**GOAL:**
Rewrite all of the material below as a numbered list with one line per item, dropping any blank lines.

**EXTRACTED ENTRIES:**
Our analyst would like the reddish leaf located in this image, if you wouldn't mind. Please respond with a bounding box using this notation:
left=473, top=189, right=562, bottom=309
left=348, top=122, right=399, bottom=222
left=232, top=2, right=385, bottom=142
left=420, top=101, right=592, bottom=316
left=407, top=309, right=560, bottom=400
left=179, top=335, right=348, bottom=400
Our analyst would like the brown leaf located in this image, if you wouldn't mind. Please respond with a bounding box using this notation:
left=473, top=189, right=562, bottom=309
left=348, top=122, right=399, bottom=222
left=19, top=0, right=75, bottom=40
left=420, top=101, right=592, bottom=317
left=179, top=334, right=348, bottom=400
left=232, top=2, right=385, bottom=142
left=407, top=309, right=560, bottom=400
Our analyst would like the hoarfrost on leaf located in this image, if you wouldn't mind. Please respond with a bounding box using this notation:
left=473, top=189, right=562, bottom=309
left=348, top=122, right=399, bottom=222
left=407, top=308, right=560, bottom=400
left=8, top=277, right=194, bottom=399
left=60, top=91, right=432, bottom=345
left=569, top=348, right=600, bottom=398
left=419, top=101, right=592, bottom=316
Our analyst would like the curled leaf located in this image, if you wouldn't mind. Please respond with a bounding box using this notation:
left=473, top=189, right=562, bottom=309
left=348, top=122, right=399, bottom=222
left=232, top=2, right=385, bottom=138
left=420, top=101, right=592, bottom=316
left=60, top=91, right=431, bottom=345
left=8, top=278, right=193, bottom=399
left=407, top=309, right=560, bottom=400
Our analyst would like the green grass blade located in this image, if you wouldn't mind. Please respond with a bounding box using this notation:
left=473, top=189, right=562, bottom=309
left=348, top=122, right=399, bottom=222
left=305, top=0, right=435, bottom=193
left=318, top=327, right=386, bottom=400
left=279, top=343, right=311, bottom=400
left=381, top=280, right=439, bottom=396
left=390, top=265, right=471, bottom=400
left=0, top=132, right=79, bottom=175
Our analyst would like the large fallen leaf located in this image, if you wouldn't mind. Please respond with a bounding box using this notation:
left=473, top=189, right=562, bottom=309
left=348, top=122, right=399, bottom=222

**RESULT OF THIS EXERCISE:**
1. Our analyst would like the reddish leaf located in this image, if you wouldn't mind. Please respond with a bounding box using this notation:
2. left=473, top=189, right=562, bottom=309
3. left=348, top=122, right=399, bottom=222
4. left=232, top=2, right=385, bottom=142
5. left=420, top=101, right=592, bottom=316
6. left=407, top=309, right=560, bottom=400
7. left=179, top=335, right=348, bottom=400
8. Our analyst would like the brown leaf located in this image, if you wouldn't mind. Please respond with a bounding box using this notation:
9. left=473, top=189, right=562, bottom=309
10. left=348, top=122, right=399, bottom=222
11. left=19, top=0, right=75, bottom=40
12. left=420, top=101, right=592, bottom=317
13. left=179, top=334, right=348, bottom=400
14. left=232, top=2, right=385, bottom=142
15. left=407, top=309, right=560, bottom=400
16. Our analyst would like the hoarfrost on leaf located in this image, if you wouldn't mind. Please respond with a bounding box using this notation:
17. left=473, top=189, right=562, bottom=309
18. left=348, top=122, right=399, bottom=222
19. left=407, top=308, right=560, bottom=400
20. left=8, top=277, right=194, bottom=399
21. left=60, top=91, right=432, bottom=345
22. left=569, top=348, right=600, bottom=398
23. left=419, top=101, right=592, bottom=316
24. Our analyst would like the curled leaf located in this image, if you wouldn't mind. Please respond with a bounding box using this notation:
25. left=473, top=189, right=562, bottom=309
26. left=348, top=122, right=399, bottom=222
27. left=232, top=2, right=385, bottom=138
28. left=420, top=101, right=592, bottom=316
29. left=60, top=91, right=431, bottom=345
30. left=8, top=278, right=193, bottom=399
31. left=407, top=309, right=560, bottom=400
32. Our analyst would like the green grass blade located in this image, if you wouldn't mind. Please respond with a bounding box using this notation:
33. left=473, top=189, right=562, bottom=309
34. left=348, top=122, right=399, bottom=222
35. left=305, top=0, right=435, bottom=193
36. left=318, top=327, right=386, bottom=400
37. left=279, top=343, right=311, bottom=400
38. left=381, top=280, right=439, bottom=396
39. left=390, top=265, right=471, bottom=400
40. left=0, top=132, right=79, bottom=175
41. Our analyst would like the large fallen leaf located in this image, if you wouldn't mind. Please respond with a bounding box using this notation:
42. left=473, top=189, right=562, bottom=309
43. left=348, top=122, right=399, bottom=222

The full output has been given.